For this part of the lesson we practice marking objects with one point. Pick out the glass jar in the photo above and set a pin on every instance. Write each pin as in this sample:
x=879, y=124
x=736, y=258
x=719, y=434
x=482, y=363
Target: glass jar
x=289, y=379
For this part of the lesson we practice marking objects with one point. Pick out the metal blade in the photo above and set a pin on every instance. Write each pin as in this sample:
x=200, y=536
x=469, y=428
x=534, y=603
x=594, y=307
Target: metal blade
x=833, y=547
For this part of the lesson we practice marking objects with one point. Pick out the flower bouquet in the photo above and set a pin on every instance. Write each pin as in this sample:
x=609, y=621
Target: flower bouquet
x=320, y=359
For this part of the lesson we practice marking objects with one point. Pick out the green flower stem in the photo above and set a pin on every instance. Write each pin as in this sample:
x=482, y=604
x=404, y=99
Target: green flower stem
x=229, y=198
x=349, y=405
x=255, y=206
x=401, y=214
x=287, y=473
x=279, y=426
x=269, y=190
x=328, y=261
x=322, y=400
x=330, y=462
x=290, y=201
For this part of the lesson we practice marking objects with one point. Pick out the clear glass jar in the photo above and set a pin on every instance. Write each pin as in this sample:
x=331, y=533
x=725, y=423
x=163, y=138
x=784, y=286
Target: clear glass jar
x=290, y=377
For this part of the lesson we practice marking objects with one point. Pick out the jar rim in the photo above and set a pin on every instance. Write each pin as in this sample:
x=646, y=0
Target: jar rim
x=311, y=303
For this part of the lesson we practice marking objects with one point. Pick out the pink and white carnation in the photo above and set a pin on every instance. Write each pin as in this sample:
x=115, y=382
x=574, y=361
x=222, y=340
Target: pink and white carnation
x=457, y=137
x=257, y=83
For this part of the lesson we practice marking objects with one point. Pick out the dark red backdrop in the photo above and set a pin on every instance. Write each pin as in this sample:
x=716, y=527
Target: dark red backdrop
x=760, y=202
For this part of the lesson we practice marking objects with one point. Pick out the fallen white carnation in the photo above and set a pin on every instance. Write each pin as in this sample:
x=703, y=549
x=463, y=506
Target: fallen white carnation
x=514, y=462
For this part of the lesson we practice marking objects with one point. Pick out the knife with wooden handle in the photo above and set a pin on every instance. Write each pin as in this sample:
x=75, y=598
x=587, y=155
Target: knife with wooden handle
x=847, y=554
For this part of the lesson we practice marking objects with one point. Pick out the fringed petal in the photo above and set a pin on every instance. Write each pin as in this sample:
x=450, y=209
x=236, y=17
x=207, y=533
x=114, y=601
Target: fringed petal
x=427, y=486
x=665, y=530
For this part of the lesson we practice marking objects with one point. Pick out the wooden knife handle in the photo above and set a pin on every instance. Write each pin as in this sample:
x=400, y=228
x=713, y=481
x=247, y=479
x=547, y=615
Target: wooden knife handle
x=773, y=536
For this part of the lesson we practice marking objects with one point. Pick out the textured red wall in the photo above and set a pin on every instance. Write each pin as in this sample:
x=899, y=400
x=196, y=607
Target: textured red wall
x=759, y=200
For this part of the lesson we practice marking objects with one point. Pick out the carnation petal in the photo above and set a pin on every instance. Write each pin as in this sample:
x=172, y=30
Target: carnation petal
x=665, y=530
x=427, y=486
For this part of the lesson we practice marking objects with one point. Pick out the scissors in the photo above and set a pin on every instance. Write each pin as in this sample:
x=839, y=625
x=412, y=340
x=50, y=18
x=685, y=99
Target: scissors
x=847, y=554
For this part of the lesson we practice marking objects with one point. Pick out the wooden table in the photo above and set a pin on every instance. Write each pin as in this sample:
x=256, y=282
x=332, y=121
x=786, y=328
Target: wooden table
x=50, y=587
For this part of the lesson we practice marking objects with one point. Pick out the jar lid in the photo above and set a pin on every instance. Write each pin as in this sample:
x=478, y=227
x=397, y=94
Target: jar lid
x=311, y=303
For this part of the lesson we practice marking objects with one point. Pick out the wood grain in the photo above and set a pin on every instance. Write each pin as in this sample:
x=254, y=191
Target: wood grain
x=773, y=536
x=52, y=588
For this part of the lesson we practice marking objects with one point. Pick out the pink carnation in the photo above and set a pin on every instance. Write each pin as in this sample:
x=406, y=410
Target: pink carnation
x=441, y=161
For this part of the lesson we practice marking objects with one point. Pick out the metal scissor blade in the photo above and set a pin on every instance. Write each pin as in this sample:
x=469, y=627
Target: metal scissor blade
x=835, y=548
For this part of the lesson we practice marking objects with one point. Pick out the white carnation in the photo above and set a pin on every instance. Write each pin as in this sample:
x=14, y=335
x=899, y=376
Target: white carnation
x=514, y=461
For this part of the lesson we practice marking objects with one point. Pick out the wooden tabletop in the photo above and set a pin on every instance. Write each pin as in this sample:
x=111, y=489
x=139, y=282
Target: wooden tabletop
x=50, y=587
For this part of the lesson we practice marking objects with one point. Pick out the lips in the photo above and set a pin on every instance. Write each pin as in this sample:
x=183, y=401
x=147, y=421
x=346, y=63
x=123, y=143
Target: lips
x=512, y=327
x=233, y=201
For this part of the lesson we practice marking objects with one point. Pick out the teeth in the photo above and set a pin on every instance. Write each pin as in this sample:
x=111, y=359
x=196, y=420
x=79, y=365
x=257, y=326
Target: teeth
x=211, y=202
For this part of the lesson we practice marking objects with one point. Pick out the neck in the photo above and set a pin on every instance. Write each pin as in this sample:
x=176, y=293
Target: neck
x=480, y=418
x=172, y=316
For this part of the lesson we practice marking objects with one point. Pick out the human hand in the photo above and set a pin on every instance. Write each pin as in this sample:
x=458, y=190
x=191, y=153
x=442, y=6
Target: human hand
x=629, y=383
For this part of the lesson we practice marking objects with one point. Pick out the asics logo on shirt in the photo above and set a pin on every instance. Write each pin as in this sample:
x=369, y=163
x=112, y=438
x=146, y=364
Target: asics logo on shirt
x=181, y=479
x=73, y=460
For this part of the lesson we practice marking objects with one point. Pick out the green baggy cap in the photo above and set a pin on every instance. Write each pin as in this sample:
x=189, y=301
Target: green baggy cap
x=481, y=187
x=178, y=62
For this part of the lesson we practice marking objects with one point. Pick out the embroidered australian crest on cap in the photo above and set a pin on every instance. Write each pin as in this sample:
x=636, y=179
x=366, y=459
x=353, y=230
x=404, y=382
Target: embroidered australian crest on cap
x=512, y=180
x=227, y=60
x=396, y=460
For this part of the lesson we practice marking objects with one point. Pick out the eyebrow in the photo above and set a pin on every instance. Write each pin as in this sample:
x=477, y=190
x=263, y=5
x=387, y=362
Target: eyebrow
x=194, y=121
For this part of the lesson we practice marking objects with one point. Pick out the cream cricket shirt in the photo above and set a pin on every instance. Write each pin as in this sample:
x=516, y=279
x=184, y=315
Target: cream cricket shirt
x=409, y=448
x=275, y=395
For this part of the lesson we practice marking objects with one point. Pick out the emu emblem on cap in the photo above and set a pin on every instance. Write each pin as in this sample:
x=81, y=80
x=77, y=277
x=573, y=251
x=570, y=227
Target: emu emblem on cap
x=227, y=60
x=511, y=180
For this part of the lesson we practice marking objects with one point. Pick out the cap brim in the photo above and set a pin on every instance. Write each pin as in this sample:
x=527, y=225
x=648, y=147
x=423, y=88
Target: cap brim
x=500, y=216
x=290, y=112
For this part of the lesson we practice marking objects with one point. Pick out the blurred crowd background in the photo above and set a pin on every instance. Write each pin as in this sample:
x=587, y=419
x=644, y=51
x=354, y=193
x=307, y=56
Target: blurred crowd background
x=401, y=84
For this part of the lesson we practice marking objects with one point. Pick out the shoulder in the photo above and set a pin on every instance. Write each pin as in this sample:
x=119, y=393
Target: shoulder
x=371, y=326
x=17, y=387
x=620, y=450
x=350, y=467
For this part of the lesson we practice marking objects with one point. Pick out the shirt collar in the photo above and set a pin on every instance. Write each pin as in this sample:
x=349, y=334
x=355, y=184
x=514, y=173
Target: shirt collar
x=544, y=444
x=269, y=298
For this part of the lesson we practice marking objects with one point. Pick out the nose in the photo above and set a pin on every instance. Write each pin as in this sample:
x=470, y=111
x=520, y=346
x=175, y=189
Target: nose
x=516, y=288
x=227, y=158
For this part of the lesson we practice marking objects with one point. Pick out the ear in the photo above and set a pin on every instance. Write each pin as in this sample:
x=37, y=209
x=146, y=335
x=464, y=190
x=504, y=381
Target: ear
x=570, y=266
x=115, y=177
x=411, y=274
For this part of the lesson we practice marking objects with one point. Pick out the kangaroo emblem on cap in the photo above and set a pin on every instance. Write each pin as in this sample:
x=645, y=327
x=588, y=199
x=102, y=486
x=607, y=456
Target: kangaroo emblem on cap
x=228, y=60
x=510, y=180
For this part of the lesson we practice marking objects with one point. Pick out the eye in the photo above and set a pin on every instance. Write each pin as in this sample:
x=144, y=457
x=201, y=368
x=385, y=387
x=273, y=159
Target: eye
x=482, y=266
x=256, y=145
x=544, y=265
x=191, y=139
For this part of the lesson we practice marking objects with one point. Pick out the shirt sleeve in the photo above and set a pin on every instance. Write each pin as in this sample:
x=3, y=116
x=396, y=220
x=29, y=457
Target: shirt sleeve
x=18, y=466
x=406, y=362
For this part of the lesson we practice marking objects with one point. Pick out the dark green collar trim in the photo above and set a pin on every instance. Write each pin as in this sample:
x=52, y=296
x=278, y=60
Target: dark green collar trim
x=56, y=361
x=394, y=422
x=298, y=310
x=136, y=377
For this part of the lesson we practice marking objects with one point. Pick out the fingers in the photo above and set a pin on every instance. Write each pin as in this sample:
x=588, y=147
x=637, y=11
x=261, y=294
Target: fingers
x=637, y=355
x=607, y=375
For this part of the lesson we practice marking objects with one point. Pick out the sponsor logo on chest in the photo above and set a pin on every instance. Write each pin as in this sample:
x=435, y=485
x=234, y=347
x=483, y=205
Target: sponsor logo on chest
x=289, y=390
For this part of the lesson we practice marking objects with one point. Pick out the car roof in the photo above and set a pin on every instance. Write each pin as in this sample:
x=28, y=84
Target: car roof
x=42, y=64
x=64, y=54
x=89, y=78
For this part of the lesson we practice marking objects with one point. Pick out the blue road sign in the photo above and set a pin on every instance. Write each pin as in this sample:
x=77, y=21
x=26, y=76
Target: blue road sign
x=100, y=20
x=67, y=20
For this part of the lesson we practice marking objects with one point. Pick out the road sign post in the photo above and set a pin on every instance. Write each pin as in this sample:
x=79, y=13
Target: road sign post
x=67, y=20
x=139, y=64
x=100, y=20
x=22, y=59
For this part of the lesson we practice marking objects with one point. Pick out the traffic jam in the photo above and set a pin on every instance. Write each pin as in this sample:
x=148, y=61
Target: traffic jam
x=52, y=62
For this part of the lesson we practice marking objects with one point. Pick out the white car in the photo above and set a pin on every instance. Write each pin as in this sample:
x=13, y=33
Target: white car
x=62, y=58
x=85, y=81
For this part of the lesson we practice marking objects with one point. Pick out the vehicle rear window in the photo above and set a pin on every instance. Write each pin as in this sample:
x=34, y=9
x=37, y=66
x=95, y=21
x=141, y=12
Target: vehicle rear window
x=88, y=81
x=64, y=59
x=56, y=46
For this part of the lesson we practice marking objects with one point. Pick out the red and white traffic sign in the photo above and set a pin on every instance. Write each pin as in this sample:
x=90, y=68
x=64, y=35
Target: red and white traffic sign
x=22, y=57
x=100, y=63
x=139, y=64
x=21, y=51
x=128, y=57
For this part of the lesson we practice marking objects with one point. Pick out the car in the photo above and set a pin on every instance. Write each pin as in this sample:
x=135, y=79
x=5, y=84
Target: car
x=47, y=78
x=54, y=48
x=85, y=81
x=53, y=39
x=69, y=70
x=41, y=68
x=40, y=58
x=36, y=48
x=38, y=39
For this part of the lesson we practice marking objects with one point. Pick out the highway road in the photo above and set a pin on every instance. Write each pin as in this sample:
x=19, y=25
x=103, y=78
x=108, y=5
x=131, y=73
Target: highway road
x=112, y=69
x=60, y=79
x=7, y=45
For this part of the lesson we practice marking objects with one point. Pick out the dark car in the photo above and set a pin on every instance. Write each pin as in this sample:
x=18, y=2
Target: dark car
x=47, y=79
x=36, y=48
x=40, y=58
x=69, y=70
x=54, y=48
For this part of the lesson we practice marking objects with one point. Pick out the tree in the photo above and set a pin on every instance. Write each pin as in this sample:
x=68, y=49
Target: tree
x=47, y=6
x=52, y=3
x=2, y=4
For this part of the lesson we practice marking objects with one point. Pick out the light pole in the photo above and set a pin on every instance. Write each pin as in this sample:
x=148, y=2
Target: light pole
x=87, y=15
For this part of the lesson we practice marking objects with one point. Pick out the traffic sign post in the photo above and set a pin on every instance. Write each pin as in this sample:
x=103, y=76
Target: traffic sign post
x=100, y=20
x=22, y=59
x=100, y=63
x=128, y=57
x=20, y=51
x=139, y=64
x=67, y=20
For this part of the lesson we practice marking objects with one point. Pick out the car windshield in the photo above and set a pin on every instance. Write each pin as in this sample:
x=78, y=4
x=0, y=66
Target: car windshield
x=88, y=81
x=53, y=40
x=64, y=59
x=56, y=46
::::::::::
• What to produce: Reproduce verbatim the lines above, starting at the line that contains "the metal blade" and ending at the line that contains "x=257, y=83", with both of those lines included.

• Answer below:
For this part of the lesson we practice marking objects with one point. Pick out the metal blade in the photo above and set a pin on every instance. Write each pin as in this sample:
x=200, y=536
x=469, y=428
x=534, y=603
x=594, y=307
Target: metal blade
x=833, y=547
For this part of the lesson we practice marking objects with one point. Pick out the flower bouquet in the photo above and set a pin on every instance. Write each pin as in this sample:
x=609, y=621
Target: flower bouquet
x=320, y=359
For this part of the lesson we practice marking objects with one point. Pick out the green flower stem in the photo above and set a pin on every instance. Write each pin as in this sample:
x=482, y=604
x=404, y=99
Target: green flower stem
x=229, y=198
x=349, y=405
x=255, y=206
x=401, y=214
x=287, y=473
x=279, y=426
x=269, y=190
x=328, y=261
x=322, y=400
x=330, y=462
x=290, y=201
For this part of the lesson we practice marking objects with one point. Pick out the clear glass jar in the photo above and set a pin on every instance. Write each pin as in this sample:
x=331, y=533
x=725, y=423
x=163, y=138
x=784, y=286
Target: clear glass jar
x=290, y=377
For this part of the lesson we practice marking objects with one point. Pick out the jar rim in the photo above and set a pin on every instance. Write each pin as in this sample:
x=646, y=0
Target: jar rim
x=311, y=303
For this part of the lesson we practice marking objects with one point. Pick out the pink and white carnation in the photo above and set a pin on every instance. Write each pin as in this sample:
x=115, y=382
x=574, y=361
x=222, y=340
Target: pink and white carnation
x=457, y=137
x=257, y=83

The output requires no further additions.